**Passage:**
* * * *

In India we have had reservations in educational institutions and jobs and also witnessed anti reservation agitations. We also have witnessed an interesting phenomenon playing out. Hindus challenged minority-based reservations in SGPC run colleges in Punjab for Sikhs and the Sikhs claimed that they were a minority in Punjab because the Electoral College for the SGPC is 33% of the total state electorate. Interestingly the majority view by a Bench of Supreme Court that heard the TMA Pai Foundation Case in October 2002 says: The opening words of Article 30(1) make it clear that religious and linguistic minorities have been put on par in so far as this Article is concerned. India is divided into linguistic States and these States have been carved out on the basis of the language of the majority of people in that region. Therefore, since the State is regarded as the unit to determine a “linguistic minority” vis-a-vis Article 30 and since “religious minority” is on the same footing, the State has to be the unit in relation to which the majority or minority has to be determined.

On the other hand the notification issued under the National Commission for Minority Act on October 23, 1993 by the Central Government declared Sikhs, Christians, Muslims, Budhhists and Zoroastrians as minorities all over the country.

Dhananjay Mahapatra writing in Times of India, Delhi dated Feb 16, 2008 said that the SGPC, ‘at a time when there is a hefty premium on the numbers a community or caste can boast, the SGPC along with the Punjab Government, seem anxious to prune the ranks of Sikhs’. All this struggle would point to the potency of this issue.


While the above relates to the education field, states like Maharashtra have been rocked by agitations and riots against linguistic minorities in recent days to preserve jobs for the locals. I do recall the experience of the Mulki agitation in the erstwhile Hyderabad state in 1952/53. On the other hand the Punjab experience is one of tolerance of migrant labor even though there are fears that Punjabis may lose out to the migrants in the final run in the political and economic scenario. The police are particularly besieged with problems of preventing, detecting crime committed by migrants against their own community and Punjabis. Despite these factors, the concerns have never taken the form of such hate crimes as witnessed in Mumbai.

Our societies today thus have become a mosaic in which the differences are emphasized, sharpened and perpetuated through a system of patronage. It is this benefit and subsidy related regime that has created a reverse flow – groups of communities vying to position themselves as majorities where such status serves their purpose and then switching to the alternate strategies to garner benefits by claiming to be minorities.


The brief review would give an indication of the nature of problem. We would perhaps find that being a minority and wanting to be a minority are really perhaps different views of the same phenomenon.

The ground realities are a challenge but need not discourage us. Hopefully the negatives of our stereotype are superficial and wider dissemination about us and our faith should help neutralize these.

We must guard against our propensity to generate negative images. With some collective recognition we can convert this behavioral tendency to portray a positive – welcoming, warm, happy image.

The hopefully helpful part is that media is also always looking for stories with human interest. Sharing real life experiences– good and bad – that have a message; generally gets an empathetic viewer/reader reaction – even if it is symbolic.

We must not neglect or passively accept profiling. In the absence of strong watchdog groups and given our weak internal communication, we will perforce have to handle such situations on our own. This need is for all time; not a one time project. The minority groups must realize that to relate to the mainstream, active interfacing with the mainstream is a must. We must come together and work jointly on issues of peace, harmony and justice. None of us is an island and in any case no island is a safe heaven any more!

* * * *

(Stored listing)

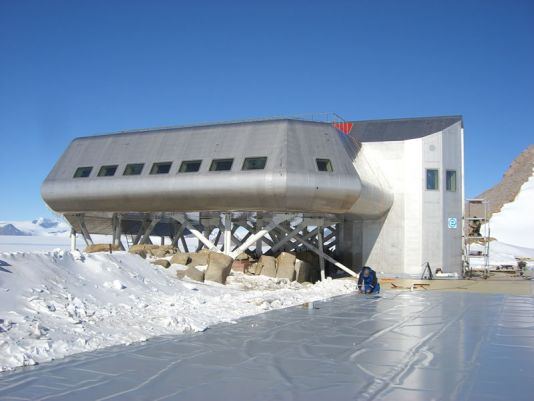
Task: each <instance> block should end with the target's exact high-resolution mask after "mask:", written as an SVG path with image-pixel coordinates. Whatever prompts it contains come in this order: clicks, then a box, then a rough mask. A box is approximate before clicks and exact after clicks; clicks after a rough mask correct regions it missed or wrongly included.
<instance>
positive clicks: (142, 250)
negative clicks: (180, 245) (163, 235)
mask: <svg viewBox="0 0 534 401" xmlns="http://www.w3.org/2000/svg"><path fill="white" fill-rule="evenodd" d="M128 252H130V253H135V254H137V255H142V253H143V252H144V254H145V255H150V256H154V257H156V258H165V257H167V256H170V255H174V254H175V253H176V252H177V249H176V248H174V247H173V246H172V245H154V244H137V245H132V246H131V247H130V249H129V250H128Z"/></svg>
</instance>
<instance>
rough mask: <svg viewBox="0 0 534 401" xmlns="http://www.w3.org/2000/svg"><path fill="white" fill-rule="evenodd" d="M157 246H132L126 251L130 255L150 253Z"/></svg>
mask: <svg viewBox="0 0 534 401" xmlns="http://www.w3.org/2000/svg"><path fill="white" fill-rule="evenodd" d="M158 248H159V245H154V244H136V245H132V246H131V247H130V249H128V251H129V252H131V253H136V252H137V251H151V250H153V249H158Z"/></svg>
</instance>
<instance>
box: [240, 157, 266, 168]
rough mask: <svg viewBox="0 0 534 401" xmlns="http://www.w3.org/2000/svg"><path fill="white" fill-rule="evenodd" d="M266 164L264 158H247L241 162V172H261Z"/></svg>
mask: <svg viewBox="0 0 534 401" xmlns="http://www.w3.org/2000/svg"><path fill="white" fill-rule="evenodd" d="M266 164H267V158H266V157H247V158H246V159H245V161H244V162H243V170H263V169H264V168H265V165H266Z"/></svg>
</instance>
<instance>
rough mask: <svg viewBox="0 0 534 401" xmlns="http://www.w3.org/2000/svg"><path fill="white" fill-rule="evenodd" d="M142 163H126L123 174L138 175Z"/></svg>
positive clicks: (139, 170) (139, 172)
mask: <svg viewBox="0 0 534 401" xmlns="http://www.w3.org/2000/svg"><path fill="white" fill-rule="evenodd" d="M144 166H145V165H144V164H143V163H132V164H128V165H127V166H126V168H125V169H124V175H139V174H141V173H142V172H143V167H144Z"/></svg>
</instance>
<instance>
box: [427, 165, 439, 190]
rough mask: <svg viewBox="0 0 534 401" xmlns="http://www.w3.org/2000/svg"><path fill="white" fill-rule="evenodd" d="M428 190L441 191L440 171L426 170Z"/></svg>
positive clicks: (427, 169)
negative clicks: (439, 178) (439, 174)
mask: <svg viewBox="0 0 534 401" xmlns="http://www.w3.org/2000/svg"><path fill="white" fill-rule="evenodd" d="M426 189H429V190H437V189H439V174H438V170H434V169H427V170H426Z"/></svg>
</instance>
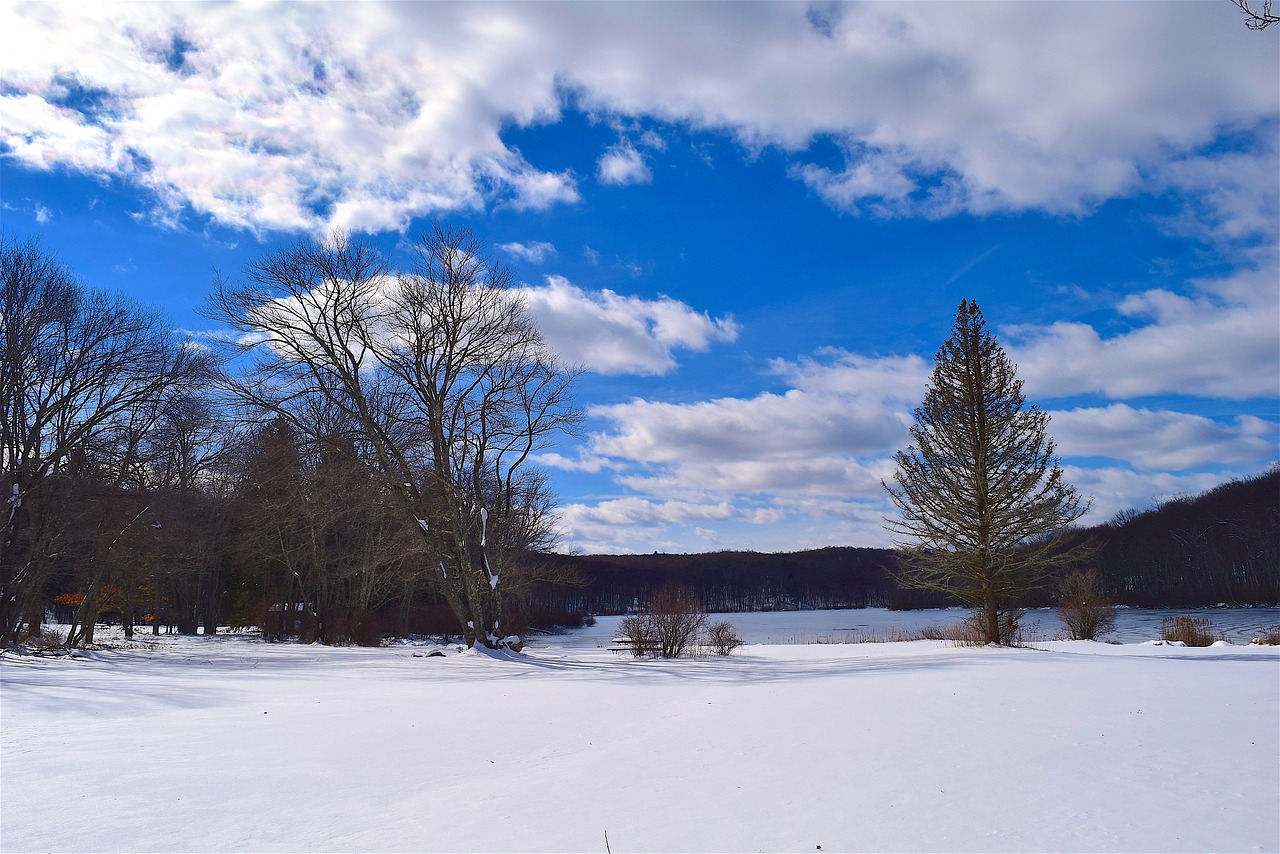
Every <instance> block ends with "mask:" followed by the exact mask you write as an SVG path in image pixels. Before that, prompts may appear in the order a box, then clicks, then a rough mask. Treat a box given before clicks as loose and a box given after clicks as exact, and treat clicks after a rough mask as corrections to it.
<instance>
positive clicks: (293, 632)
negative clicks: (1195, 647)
mask: <svg viewBox="0 0 1280 854" xmlns="http://www.w3.org/2000/svg"><path fill="white" fill-rule="evenodd" d="M420 259H421V264H420V268H419V269H417V270H415V271H413V273H412V274H408V275H404V274H399V278H398V279H397V280H396V284H394V287H393V288H392V289H390V291H388V286H387V280H388V275H389V274H388V268H387V265H385V261H384V260H383V259H380V257H378V256H376V254H372V252H371V251H370V250H369V247H366V246H362V245H360V243H356V242H346V241H343V239H337V241H334V242H330V243H326V245H307V243H300V245H298V246H297V247H293V248H291V250H284V251H280V252H278V254H275V255H273V256H268V257H264V259H262V260H261V261H260V262H257V264H256V265H255V266H252V268H251V269H250V270H248V271H247V277H246V279H243V280H238V282H219V283H218V284H216V288H215V292H214V296H212V297H211V301H210V306H211V307H210V314H211V316H215V318H219V319H221V320H223V321H224V323H225V324H227V325H228V326H230V328H232V329H234V330H238V333H239V335H238V337H229V338H228V339H225V341H221V342H214V343H211V344H210V346H204V344H195V343H192V342H191V341H186V339H182V338H180V337H179V335H178V334H177V333H174V332H173V330H170V329H169V328H168V326H166V324H164V323H163V319H161V318H160V316H157V315H156V314H154V312H151V311H148V310H147V309H145V307H141V306H138V305H136V303H133V302H131V301H128V300H125V298H124V297H115V296H110V294H104V293H99V292H95V291H91V289H88V288H86V287H84V286H82V284H79V283H78V282H77V280H76V279H74V277H73V275H72V273H70V271H69V270H67V269H64V268H63V266H61V265H59V264H58V261H56V260H55V259H54V257H52V256H50V255H49V254H47V252H45V251H44V250H42V248H41V247H40V246H38V245H35V243H17V242H6V243H4V247H3V259H0V261H3V273H4V277H3V288H0V333H3V335H4V337H3V353H0V398H3V403H4V417H3V423H0V452H3V458H4V470H3V472H0V490H3V494H4V495H6V504H5V511H4V542H3V553H0V644H5V643H14V641H20V640H22V639H23V638H24V636H29V635H35V634H38V632H40V631H41V627H42V625H44V624H45V622H46V621H47V620H49V618H50V617H52V618H55V620H56V621H58V622H60V624H65V625H70V635H69V636H68V638H67V639H65V640H67V643H68V644H87V643H92V640H93V629H95V626H96V625H99V622H102V621H111V622H118V624H120V625H123V626H124V631H125V634H127V635H132V634H133V632H134V631H136V630H137V629H140V627H147V629H148V630H150V631H154V632H159V631H161V630H166V629H172V630H175V631H178V632H182V634H197V632H198V631H200V630H201V627H204V630H205V631H206V632H212V631H216V630H218V627H219V626H233V627H234V626H239V627H247V626H253V627H259V629H261V630H262V632H264V634H265V636H268V638H270V639H279V640H284V639H298V640H302V641H323V643H329V644H339V643H361V644H376V643H379V641H380V640H381V639H383V638H387V636H403V635H408V634H430V632H434V634H454V635H463V636H465V638H466V640H467V643H468V644H470V643H481V644H485V645H500V644H502V643H503V638H504V636H507V635H509V636H517V635H520V634H521V632H522V631H525V630H526V629H527V627H529V626H553V625H573V624H575V622H579V621H581V620H582V618H585V617H586V616H588V615H593V613H621V612H626V611H628V609H632V608H639V607H643V606H644V604H645V603H646V602H649V600H650V599H652V598H653V597H654V595H655V594H657V592H659V590H660V589H663V588H668V586H672V585H678V586H684V588H689V589H691V590H692V592H694V593H696V595H698V597H699V598H700V599H701V603H703V606H704V607H705V608H707V609H710V611H726V612H732V611H760V609H813V608H850V607H867V606H883V607H891V608H913V607H931V606H941V604H955V603H954V602H948V600H946V599H941V598H940V597H938V595H937V594H928V593H922V592H919V590H909V589H904V588H902V586H901V585H900V584H899V583H897V580H896V579H897V577H899V575H897V568H899V562H897V561H899V558H897V556H896V554H895V553H893V552H891V551H886V549H873V548H847V547H831V548H824V549H818V551H812V552H799V553H790V554H759V553H744V552H717V553H708V554H636V556H571V554H558V553H556V552H554V545H556V542H554V535H553V529H554V503H553V497H552V493H550V489H549V485H548V481H547V479H545V475H544V474H543V472H541V471H539V470H538V469H536V467H534V466H526V465H524V463H525V462H526V461H527V460H529V458H530V456H531V453H532V452H534V451H536V449H538V448H540V447H545V443H547V440H548V439H547V437H549V435H550V434H553V433H554V431H556V430H568V429H572V426H573V424H575V420H576V417H577V416H576V412H575V410H573V408H572V405H571V402H570V398H568V396H570V385H571V383H572V379H573V378H572V371H570V370H567V369H563V367H562V366H558V365H557V364H556V362H554V359H553V357H552V356H549V355H547V353H545V351H544V348H543V347H541V342H540V338H539V337H538V333H536V330H535V329H532V326H531V325H530V324H529V321H527V318H525V316H522V315H521V312H520V310H518V307H516V306H515V305H513V303H512V302H509V301H508V300H507V298H506V297H504V294H503V293H502V287H500V277H502V275H504V270H503V269H500V268H481V266H477V265H484V264H489V262H488V261H485V260H483V259H484V256H483V252H481V250H480V247H477V246H476V245H475V243H474V242H472V238H471V237H470V234H466V233H453V232H445V230H440V229H438V230H436V232H434V233H429V234H426V236H424V238H422V239H421V243H420ZM477 259H479V260H477ZM495 277H497V279H498V280H497V284H494V286H493V287H490V286H489V284H485V286H484V287H480V286H479V284H477V282H481V280H483V282H485V283H493V282H495ZM388 294H389V296H388ZM264 305H270V306H273V314H264V312H262V311H261V310H260V309H261V306H264ZM424 318H430V319H431V320H430V323H424V320H422V319H424ZM388 329H392V330H393V332H390V333H388V332H387V330H388ZM264 330H265V332H264ZM442 330H443V332H442ZM388 341H390V342H394V344H389V343H387V342H388ZM477 342H483V346H481V343H477ZM353 353H356V355H353ZM442 353H443V355H442ZM451 360H452V361H451ZM229 365H234V366H236V367H234V370H230V369H229V367H228V366H229ZM1277 503H1280V470H1277V469H1276V467H1272V469H1271V470H1270V471H1268V472H1266V474H1261V475H1258V476H1254V478H1249V479H1244V480H1238V481H1233V483H1229V484H1224V485H1221V487H1219V488H1216V489H1212V490H1210V492H1207V493H1204V494H1202V495H1197V497H1180V498H1176V499H1171V501H1167V502H1165V503H1162V504H1160V506H1158V507H1155V508H1152V510H1148V511H1143V512H1137V511H1135V512H1126V513H1123V515H1120V516H1117V517H1116V519H1114V520H1111V521H1110V522H1107V524H1105V525H1100V526H1096V528H1091V529H1084V530H1079V531H1075V533H1074V534H1073V536H1071V538H1069V539H1070V540H1073V542H1080V540H1089V542H1092V543H1094V545H1096V548H1094V551H1093V554H1092V556H1091V557H1089V558H1088V560H1089V562H1091V566H1094V567H1096V568H1097V570H1098V571H1100V574H1101V576H1102V579H1103V584H1105V585H1106V588H1107V593H1108V594H1110V595H1111V597H1112V598H1114V599H1115V600H1116V602H1117V603H1124V604H1133V606H1152V607H1155V606H1165V607H1198V606H1210V604H1219V603H1228V604H1275V603H1276V602H1277V600H1280V579H1277V566H1280V553H1277V552H1280V521H1277V520H1280V508H1277ZM1046 595H1047V594H1046V593H1044V592H1043V590H1042V592H1039V593H1034V594H1033V597H1032V599H1030V600H1028V602H1027V604H1044V603H1047V602H1043V600H1037V598H1036V597H1041V599H1043V597H1046Z"/></svg>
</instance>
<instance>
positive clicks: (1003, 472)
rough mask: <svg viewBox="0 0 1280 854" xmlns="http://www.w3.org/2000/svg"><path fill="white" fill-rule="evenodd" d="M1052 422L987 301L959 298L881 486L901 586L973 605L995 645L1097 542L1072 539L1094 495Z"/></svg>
mask: <svg viewBox="0 0 1280 854" xmlns="http://www.w3.org/2000/svg"><path fill="white" fill-rule="evenodd" d="M1047 425H1048V415H1046V414H1044V412H1042V411H1039V410H1038V408H1037V407H1036V406H1028V405H1027V402H1025V397H1024V394H1023V383H1021V380H1019V379H1018V378H1016V366H1015V365H1014V364H1012V362H1011V361H1010V360H1009V357H1007V356H1006V355H1005V352H1004V350H1002V348H1001V347H1000V344H998V342H997V341H996V337H995V335H993V334H992V333H991V332H989V330H988V329H987V325H986V320H984V319H983V315H982V311H980V310H979V307H978V303H977V302H970V301H961V303H960V307H959V310H957V311H956V319H955V323H954V325H952V328H951V337H950V338H948V339H947V341H946V342H945V343H943V344H942V347H941V348H940V350H938V353H937V356H936V357H934V365H933V373H932V375H931V378H929V385H928V389H927V391H925V394H924V402H923V403H922V405H920V406H919V407H918V408H916V410H915V423H914V424H913V426H911V428H910V437H911V442H913V444H911V446H909V447H908V448H906V449H905V451H899V452H897V453H896V455H895V462H896V463H897V470H896V472H895V475H893V481H892V484H884V489H886V490H887V492H888V495H890V499H891V501H892V502H893V504H895V507H897V510H899V513H900V516H899V517H897V519H895V520H891V521H890V522H888V528H890V530H891V531H892V533H893V534H895V536H896V544H897V545H899V548H900V549H901V551H902V558H904V560H902V563H901V567H900V571H899V579H900V581H901V583H902V584H904V585H906V586H910V588H920V589H924V590H933V592H937V593H942V594H947V595H955V597H959V598H960V599H963V600H965V602H966V603H969V604H970V606H972V607H973V608H974V612H975V621H977V624H978V626H979V629H980V632H982V638H983V639H984V640H986V641H987V643H1009V641H1010V640H1012V639H1014V636H1015V635H1016V630H1018V609H1019V607H1020V606H1021V604H1023V600H1024V599H1025V597H1027V595H1028V593H1029V592H1032V590H1033V589H1036V588H1038V586H1041V585H1043V584H1044V583H1046V580H1047V579H1048V577H1050V576H1051V574H1052V571H1053V570H1055V568H1056V567H1061V566H1066V565H1070V563H1073V562H1075V561H1078V560H1079V558H1080V554H1082V552H1084V551H1085V549H1087V548H1088V545H1085V544H1083V543H1078V544H1075V545H1074V547H1069V545H1068V542H1066V534H1068V529H1069V526H1070V525H1071V524H1073V522H1074V521H1075V520H1078V519H1079V517H1080V516H1083V515H1084V513H1085V512H1087V511H1088V502H1085V501H1083V499H1082V498H1080V495H1079V494H1078V493H1076V492H1075V489H1074V488H1073V487H1071V485H1070V484H1068V483H1066V480H1065V479H1064V475H1062V469H1061V466H1060V465H1059V461H1057V457H1056V456H1055V446H1053V440H1052V439H1051V438H1050V437H1048V433H1047Z"/></svg>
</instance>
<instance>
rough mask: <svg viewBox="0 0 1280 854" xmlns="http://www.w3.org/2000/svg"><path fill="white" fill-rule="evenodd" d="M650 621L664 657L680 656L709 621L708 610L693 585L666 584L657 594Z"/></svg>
mask: <svg viewBox="0 0 1280 854" xmlns="http://www.w3.org/2000/svg"><path fill="white" fill-rule="evenodd" d="M649 625H650V629H652V631H653V638H654V640H655V641H657V644H658V654H659V656H662V657H663V658H680V657H681V656H684V654H685V653H686V652H689V649H690V647H692V645H694V641H696V640H698V632H700V631H701V629H703V626H705V625H707V612H705V611H703V603H701V600H699V598H698V594H696V593H694V592H692V590H690V589H689V588H680V586H672V588H663V589H662V590H659V592H658V595H655V597H654V598H653V607H652V609H650V613H649Z"/></svg>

* * * *

**What is required:**
Repeat word for word the part of the passage on minority status in India that begins with "The ground realities" and ends after "warm, happy image.".

**Answer to this task:**
The ground realities are a challenge but need not discourage us. Hopefully the negatives of our stereotype are superficial and wider dissemination about us and our faith should help neutralize these.

We must guard against our propensity to generate negative images. With some collective recognition we can convert this behavioral tendency to portray a positive – welcoming, warm, happy image.